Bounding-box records
#####
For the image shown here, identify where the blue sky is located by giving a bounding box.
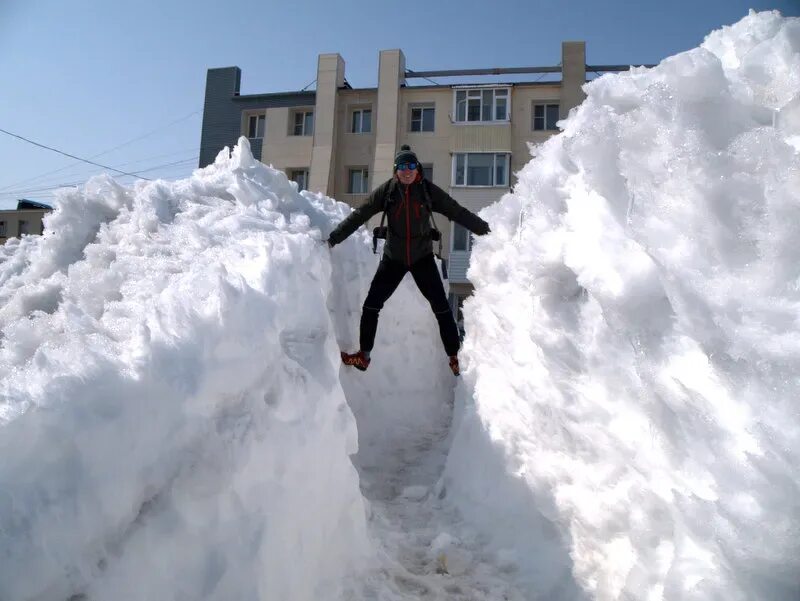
[0,0,800,208]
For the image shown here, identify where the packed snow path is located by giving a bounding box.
[342,386,527,601]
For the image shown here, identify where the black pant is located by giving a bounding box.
[360,254,461,355]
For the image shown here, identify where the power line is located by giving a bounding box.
[0,148,197,195]
[0,157,199,197]
[0,127,149,181]
[0,110,202,191]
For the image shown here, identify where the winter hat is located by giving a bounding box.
[394,144,419,170]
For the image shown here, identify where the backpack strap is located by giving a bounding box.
[422,179,442,259]
[372,182,395,255]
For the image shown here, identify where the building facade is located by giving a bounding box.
[0,200,53,244]
[200,42,644,308]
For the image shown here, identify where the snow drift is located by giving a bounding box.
[0,139,452,600]
[446,12,800,601]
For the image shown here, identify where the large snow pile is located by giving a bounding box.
[0,140,452,601]
[446,12,800,601]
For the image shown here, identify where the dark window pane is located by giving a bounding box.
[422,108,435,131]
[547,104,558,129]
[467,153,494,186]
[411,109,422,131]
[467,98,481,121]
[494,98,508,121]
[533,104,544,131]
[481,90,494,121]
[455,154,467,186]
[456,90,467,121]
[453,223,467,250]
[494,154,508,186]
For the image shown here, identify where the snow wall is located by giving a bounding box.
[446,12,800,601]
[0,139,452,601]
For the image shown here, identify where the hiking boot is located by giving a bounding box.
[342,351,369,371]
[450,355,461,376]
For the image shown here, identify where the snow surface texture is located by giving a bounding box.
[0,13,800,601]
[445,12,800,601]
[0,139,452,601]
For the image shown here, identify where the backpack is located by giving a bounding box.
[372,178,448,280]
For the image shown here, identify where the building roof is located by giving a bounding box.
[17,198,53,211]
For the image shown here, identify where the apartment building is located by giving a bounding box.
[0,199,53,244]
[200,41,644,309]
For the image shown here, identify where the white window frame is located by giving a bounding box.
[408,104,436,134]
[531,101,561,131]
[450,152,511,188]
[289,167,309,192]
[347,167,369,194]
[350,107,372,134]
[453,86,511,125]
[245,113,267,140]
[289,109,314,136]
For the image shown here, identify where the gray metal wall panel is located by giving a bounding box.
[447,250,471,284]
[199,67,316,167]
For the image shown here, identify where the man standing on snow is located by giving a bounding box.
[328,145,489,375]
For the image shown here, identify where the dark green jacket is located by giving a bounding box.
[328,177,489,266]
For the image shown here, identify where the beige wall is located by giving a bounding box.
[242,42,585,290]
[260,106,314,170]
[511,84,563,178]
[332,90,380,199]
[308,53,344,196]
[0,210,49,244]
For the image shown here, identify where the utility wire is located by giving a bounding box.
[0,157,199,197]
[0,110,202,191]
[0,127,149,181]
[0,146,197,195]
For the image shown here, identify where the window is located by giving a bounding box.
[410,106,436,131]
[289,169,308,192]
[247,115,267,138]
[455,88,509,122]
[350,109,372,134]
[452,222,472,251]
[292,111,314,136]
[347,167,369,194]
[533,104,559,131]
[453,152,510,186]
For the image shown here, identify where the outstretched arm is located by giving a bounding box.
[328,186,385,246]
[428,182,490,236]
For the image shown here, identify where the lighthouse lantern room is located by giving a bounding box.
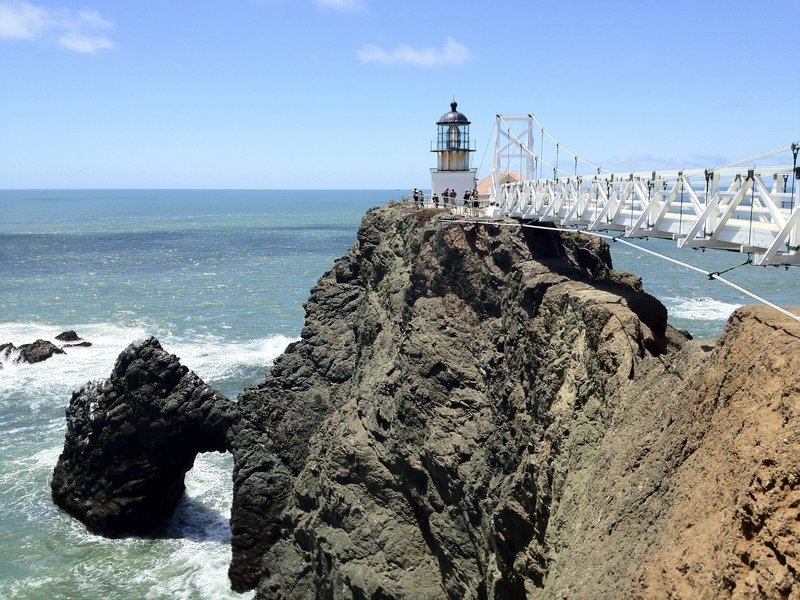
[431,101,477,204]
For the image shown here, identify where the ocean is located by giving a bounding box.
[0,190,800,600]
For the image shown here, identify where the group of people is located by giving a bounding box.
[411,188,480,210]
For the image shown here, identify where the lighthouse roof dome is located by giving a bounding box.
[436,100,469,125]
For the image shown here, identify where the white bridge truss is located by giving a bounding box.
[487,115,800,265]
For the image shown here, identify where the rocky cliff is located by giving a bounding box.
[54,206,800,598]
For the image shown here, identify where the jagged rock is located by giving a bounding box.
[56,329,82,342]
[17,340,66,364]
[0,342,17,360]
[230,208,685,598]
[53,206,800,599]
[51,337,234,536]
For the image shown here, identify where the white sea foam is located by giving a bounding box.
[664,296,742,321]
[0,323,292,411]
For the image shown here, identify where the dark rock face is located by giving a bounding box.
[230,208,684,598]
[53,206,800,600]
[51,338,234,536]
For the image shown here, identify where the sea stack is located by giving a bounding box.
[54,205,800,599]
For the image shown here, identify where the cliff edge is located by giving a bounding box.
[51,206,800,598]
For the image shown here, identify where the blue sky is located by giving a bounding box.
[0,0,800,189]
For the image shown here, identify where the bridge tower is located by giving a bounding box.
[431,100,477,204]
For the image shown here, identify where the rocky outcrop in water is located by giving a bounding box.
[0,340,65,364]
[51,338,231,536]
[51,206,800,599]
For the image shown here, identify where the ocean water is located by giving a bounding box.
[0,190,800,600]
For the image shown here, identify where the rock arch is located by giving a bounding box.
[51,337,236,536]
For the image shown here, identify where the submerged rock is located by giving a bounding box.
[53,206,800,599]
[56,329,83,342]
[51,338,233,536]
[17,340,66,364]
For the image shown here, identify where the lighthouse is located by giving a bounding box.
[431,101,477,204]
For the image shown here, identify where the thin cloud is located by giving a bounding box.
[0,1,114,54]
[314,0,365,12]
[358,37,470,67]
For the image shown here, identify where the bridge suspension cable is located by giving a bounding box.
[446,219,800,323]
[486,113,800,265]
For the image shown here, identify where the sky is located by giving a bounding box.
[0,0,800,189]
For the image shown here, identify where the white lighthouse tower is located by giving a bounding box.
[431,101,477,204]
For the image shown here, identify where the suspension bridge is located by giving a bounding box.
[484,114,800,268]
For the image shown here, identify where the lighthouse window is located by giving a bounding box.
[447,124,461,148]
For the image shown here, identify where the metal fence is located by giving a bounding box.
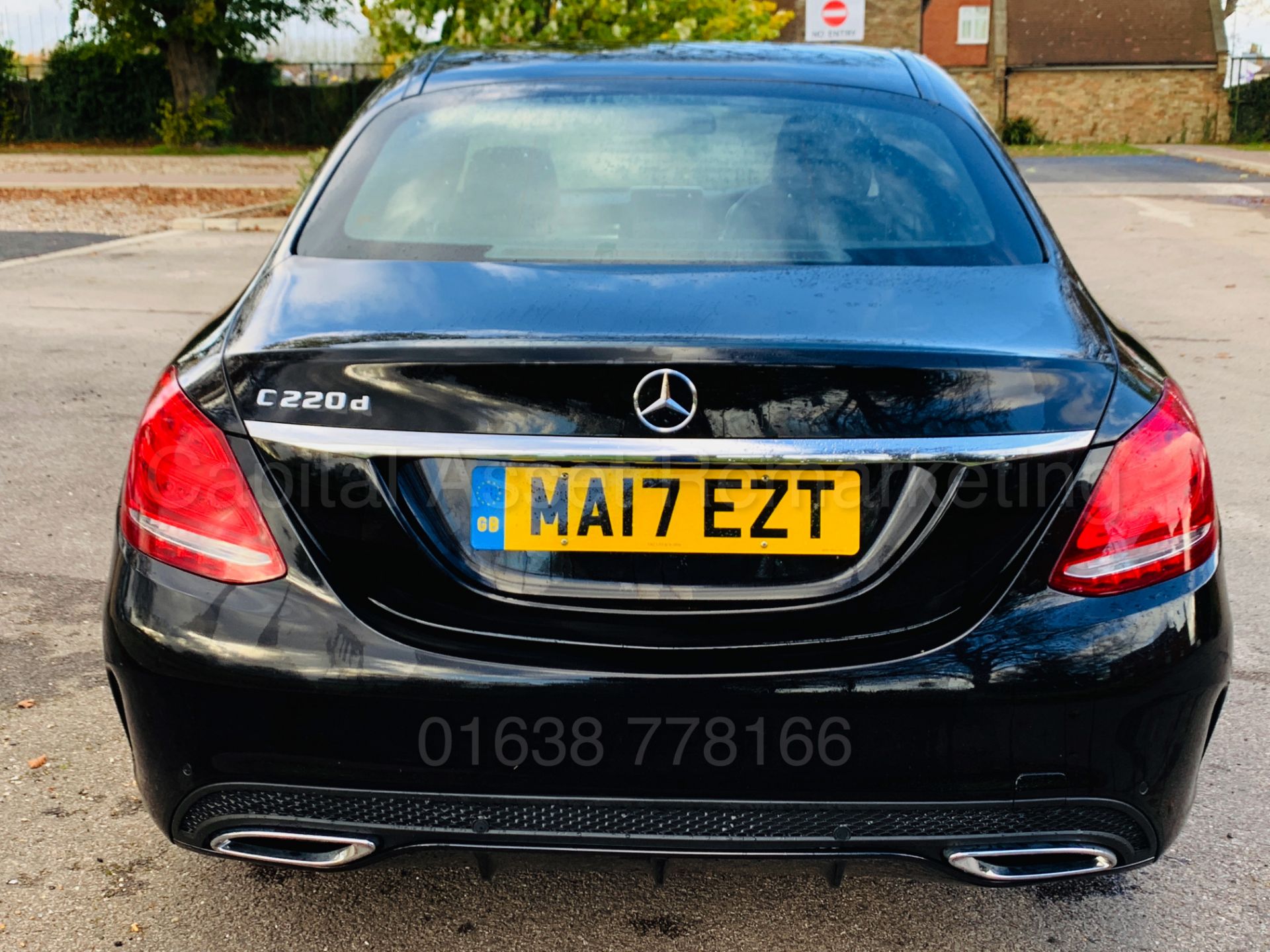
[1226,56,1270,138]
[0,56,390,146]
[14,61,394,87]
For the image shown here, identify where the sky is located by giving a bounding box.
[0,0,1270,62]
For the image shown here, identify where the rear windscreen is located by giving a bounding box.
[297,81,1042,265]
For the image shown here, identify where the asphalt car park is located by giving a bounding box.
[0,157,1270,949]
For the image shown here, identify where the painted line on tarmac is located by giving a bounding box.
[1024,182,1270,198]
[0,231,194,270]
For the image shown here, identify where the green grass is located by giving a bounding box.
[1006,142,1151,159]
[0,142,310,157]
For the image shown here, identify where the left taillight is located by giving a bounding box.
[119,368,287,584]
[1049,381,1218,595]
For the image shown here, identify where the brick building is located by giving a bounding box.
[783,0,1230,142]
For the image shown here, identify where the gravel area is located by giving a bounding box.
[0,186,291,235]
[0,151,308,178]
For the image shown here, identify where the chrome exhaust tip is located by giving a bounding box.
[208,830,374,869]
[946,843,1119,882]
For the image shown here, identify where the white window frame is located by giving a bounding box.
[956,5,992,46]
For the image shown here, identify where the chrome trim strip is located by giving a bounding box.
[246,420,1093,466]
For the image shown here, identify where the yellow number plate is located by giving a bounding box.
[471,466,860,556]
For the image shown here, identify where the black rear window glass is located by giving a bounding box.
[298,81,1042,265]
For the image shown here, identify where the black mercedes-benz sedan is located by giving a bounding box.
[105,44,1232,885]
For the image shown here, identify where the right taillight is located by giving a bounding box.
[119,368,287,585]
[1049,381,1218,595]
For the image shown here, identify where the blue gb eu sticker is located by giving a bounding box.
[471,466,507,551]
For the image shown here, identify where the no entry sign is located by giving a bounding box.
[804,0,865,43]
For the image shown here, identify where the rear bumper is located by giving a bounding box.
[105,543,1230,880]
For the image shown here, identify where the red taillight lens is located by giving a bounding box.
[119,368,287,584]
[1049,381,1218,595]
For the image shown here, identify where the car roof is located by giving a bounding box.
[417,43,921,97]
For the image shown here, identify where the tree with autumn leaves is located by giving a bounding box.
[362,0,794,57]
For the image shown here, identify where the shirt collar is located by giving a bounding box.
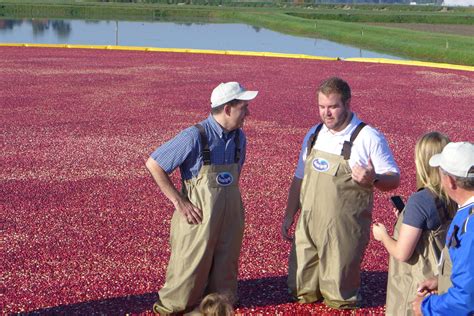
[459,196,474,208]
[321,112,361,136]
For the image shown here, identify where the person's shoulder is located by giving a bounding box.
[407,189,436,208]
[181,125,200,138]
[306,123,322,137]
[360,123,385,140]
[456,203,474,233]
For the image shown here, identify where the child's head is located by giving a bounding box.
[199,293,234,316]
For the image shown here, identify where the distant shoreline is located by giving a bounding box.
[0,0,474,66]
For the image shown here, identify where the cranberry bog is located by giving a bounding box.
[0,47,474,315]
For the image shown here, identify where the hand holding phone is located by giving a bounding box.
[390,195,405,212]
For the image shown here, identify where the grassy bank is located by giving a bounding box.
[0,0,474,66]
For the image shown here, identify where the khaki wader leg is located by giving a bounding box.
[206,194,244,304]
[153,164,244,314]
[288,212,322,303]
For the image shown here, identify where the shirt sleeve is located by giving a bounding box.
[239,130,247,170]
[150,127,200,174]
[370,130,400,174]
[295,125,317,179]
[421,225,474,315]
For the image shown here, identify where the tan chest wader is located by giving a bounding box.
[153,124,244,314]
[386,191,452,316]
[438,207,474,294]
[288,123,373,308]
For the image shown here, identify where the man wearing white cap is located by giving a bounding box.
[281,77,400,309]
[413,142,474,315]
[146,82,258,314]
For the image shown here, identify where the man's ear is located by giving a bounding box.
[346,98,351,109]
[446,174,458,190]
[224,103,232,116]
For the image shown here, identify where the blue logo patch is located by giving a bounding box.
[216,172,234,187]
[313,158,329,172]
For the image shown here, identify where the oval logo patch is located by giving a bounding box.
[313,158,329,172]
[216,172,234,187]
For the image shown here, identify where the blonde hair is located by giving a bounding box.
[415,132,450,202]
[199,293,234,316]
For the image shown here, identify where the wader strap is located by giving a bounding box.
[461,206,474,235]
[448,206,473,248]
[426,188,453,225]
[194,124,211,165]
[234,128,240,163]
[341,122,367,160]
[306,123,323,157]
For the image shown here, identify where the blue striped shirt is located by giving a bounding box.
[151,115,247,180]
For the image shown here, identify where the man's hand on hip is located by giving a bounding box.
[281,216,294,241]
[174,197,202,224]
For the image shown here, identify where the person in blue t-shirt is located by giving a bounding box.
[413,142,474,315]
[372,132,457,315]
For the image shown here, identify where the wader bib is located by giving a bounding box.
[386,189,452,316]
[153,124,244,314]
[288,123,373,308]
[438,207,474,294]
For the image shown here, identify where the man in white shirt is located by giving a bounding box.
[282,77,400,308]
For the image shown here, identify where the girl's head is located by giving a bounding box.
[199,293,234,316]
[415,132,449,200]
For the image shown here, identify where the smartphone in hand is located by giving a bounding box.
[390,195,405,212]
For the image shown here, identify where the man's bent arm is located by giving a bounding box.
[281,177,303,240]
[146,157,202,224]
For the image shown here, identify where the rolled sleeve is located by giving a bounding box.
[370,132,400,174]
[295,125,317,179]
[150,129,199,174]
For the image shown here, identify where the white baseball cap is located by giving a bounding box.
[430,142,474,178]
[211,82,258,108]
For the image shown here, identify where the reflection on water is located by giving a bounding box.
[0,19,400,59]
[0,19,71,40]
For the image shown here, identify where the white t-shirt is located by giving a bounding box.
[295,113,400,179]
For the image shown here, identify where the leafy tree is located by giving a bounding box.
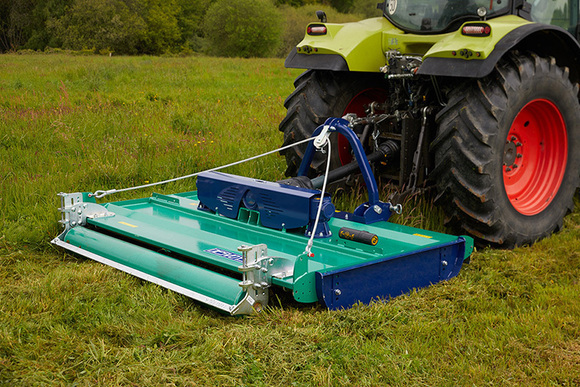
[47,0,146,54]
[204,0,282,58]
[139,0,181,55]
[177,0,211,51]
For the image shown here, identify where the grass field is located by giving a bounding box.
[0,55,580,386]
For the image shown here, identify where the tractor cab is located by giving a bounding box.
[381,0,579,35]
[383,0,511,34]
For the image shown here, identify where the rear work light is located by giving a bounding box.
[306,24,326,36]
[461,23,491,36]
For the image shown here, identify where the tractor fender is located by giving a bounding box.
[284,17,403,73]
[417,23,580,82]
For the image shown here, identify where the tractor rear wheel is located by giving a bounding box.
[432,52,580,248]
[279,70,387,177]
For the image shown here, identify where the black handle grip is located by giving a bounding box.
[338,227,379,246]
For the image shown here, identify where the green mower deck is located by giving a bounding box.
[53,192,472,314]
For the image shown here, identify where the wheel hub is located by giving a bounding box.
[503,136,522,172]
[502,99,568,216]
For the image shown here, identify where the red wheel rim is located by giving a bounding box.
[502,99,568,216]
[337,89,387,165]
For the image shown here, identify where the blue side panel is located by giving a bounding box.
[316,237,465,309]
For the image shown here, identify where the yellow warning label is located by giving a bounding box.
[119,222,138,228]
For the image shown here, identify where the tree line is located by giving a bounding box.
[0,0,380,57]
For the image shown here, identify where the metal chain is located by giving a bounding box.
[304,137,331,257]
[89,137,314,199]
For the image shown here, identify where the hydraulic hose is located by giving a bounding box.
[312,140,400,189]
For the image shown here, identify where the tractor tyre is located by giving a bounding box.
[279,70,387,177]
[431,52,580,248]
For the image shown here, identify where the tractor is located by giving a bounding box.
[279,0,580,248]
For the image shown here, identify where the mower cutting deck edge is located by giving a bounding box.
[52,119,473,314]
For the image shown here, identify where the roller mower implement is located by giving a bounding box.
[52,118,473,315]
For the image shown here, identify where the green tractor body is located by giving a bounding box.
[280,0,580,247]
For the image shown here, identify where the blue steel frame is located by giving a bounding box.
[315,237,466,310]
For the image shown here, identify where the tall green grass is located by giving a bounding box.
[0,55,580,386]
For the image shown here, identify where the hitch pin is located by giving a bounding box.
[314,125,334,149]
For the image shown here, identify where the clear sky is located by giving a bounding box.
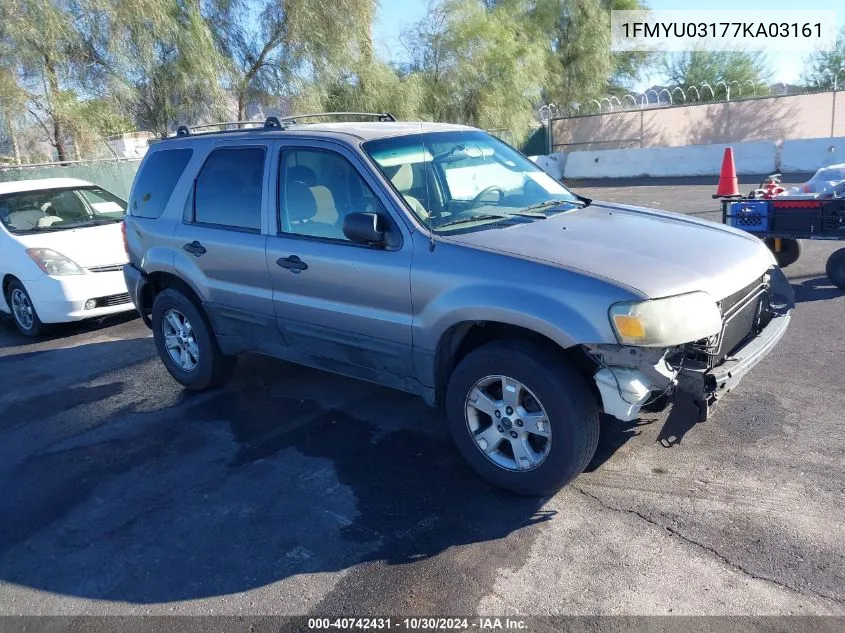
[374,0,845,89]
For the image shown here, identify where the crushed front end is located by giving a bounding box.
[585,266,795,421]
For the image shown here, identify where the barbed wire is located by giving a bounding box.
[537,68,845,125]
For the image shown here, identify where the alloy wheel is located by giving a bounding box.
[161,308,200,371]
[12,288,35,330]
[465,376,552,471]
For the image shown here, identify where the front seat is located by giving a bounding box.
[284,181,336,239]
[390,163,428,220]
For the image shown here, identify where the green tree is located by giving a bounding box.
[406,0,546,140]
[207,0,376,120]
[87,0,228,137]
[527,0,655,104]
[0,30,26,164]
[803,27,845,90]
[0,0,86,161]
[664,51,769,101]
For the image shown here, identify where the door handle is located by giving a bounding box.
[276,255,308,275]
[182,240,205,257]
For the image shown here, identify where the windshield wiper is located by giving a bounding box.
[437,213,510,229]
[523,199,587,217]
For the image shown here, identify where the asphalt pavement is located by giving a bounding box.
[0,181,845,615]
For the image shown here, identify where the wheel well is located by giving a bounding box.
[0,274,20,299]
[141,272,203,314]
[434,321,601,405]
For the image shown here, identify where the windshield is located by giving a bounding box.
[363,131,584,232]
[0,186,126,235]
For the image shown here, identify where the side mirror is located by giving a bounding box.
[343,213,385,246]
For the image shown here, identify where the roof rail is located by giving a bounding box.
[280,112,396,123]
[168,116,285,138]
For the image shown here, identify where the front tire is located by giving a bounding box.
[825,248,845,290]
[6,279,45,338]
[445,340,599,496]
[152,288,237,391]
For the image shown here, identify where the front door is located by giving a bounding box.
[267,140,413,382]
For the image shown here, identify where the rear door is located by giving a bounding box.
[267,139,413,382]
[174,139,276,347]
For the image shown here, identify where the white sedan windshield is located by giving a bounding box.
[364,131,584,231]
[0,187,126,234]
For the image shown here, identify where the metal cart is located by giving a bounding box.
[722,188,845,289]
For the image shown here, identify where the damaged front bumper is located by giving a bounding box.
[586,268,795,421]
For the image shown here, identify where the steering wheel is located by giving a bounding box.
[469,185,505,209]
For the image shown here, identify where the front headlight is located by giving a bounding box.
[610,292,722,347]
[26,248,85,276]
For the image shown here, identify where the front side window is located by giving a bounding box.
[279,149,384,241]
[0,186,126,235]
[363,131,585,232]
[194,147,265,231]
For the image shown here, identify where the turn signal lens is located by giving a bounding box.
[613,314,645,339]
[610,292,722,347]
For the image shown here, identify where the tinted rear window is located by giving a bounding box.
[129,149,194,218]
[194,147,264,231]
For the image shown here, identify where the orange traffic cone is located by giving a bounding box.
[713,147,739,198]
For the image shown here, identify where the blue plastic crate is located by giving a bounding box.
[728,200,770,233]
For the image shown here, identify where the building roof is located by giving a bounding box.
[0,178,93,195]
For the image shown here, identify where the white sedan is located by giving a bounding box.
[0,178,134,336]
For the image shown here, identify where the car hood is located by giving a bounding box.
[442,201,773,300]
[13,222,127,268]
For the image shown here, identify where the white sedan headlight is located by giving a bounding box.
[26,248,85,277]
[610,292,722,347]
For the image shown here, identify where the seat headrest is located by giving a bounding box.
[390,163,414,192]
[284,181,317,222]
[285,165,317,187]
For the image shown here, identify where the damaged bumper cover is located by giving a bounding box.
[587,268,795,421]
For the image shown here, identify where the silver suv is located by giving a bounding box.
[124,114,794,494]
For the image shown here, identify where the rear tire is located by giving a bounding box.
[152,288,237,391]
[765,237,804,268]
[6,279,46,338]
[825,248,845,290]
[445,340,599,496]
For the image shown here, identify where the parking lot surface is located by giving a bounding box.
[0,181,845,615]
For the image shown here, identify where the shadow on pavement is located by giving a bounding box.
[584,413,654,473]
[0,339,553,603]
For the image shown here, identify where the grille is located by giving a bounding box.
[822,215,845,233]
[97,292,131,308]
[88,264,123,273]
[690,277,766,367]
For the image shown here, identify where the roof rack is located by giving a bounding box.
#####
REQUIREMENTS: Reproduce word for word the lines of the records above, from the line containing "For the image shown here, identify where the side" through the line containing "[168,116,285,138]", both included.

TASK ANSWER:
For the image shown here, identify where the side mirror is located by giving a bounding box.
[343,213,385,246]
For the image shown here, identify where the roof rail is located by giving a bounding box.
[280,112,396,123]
[168,116,285,138]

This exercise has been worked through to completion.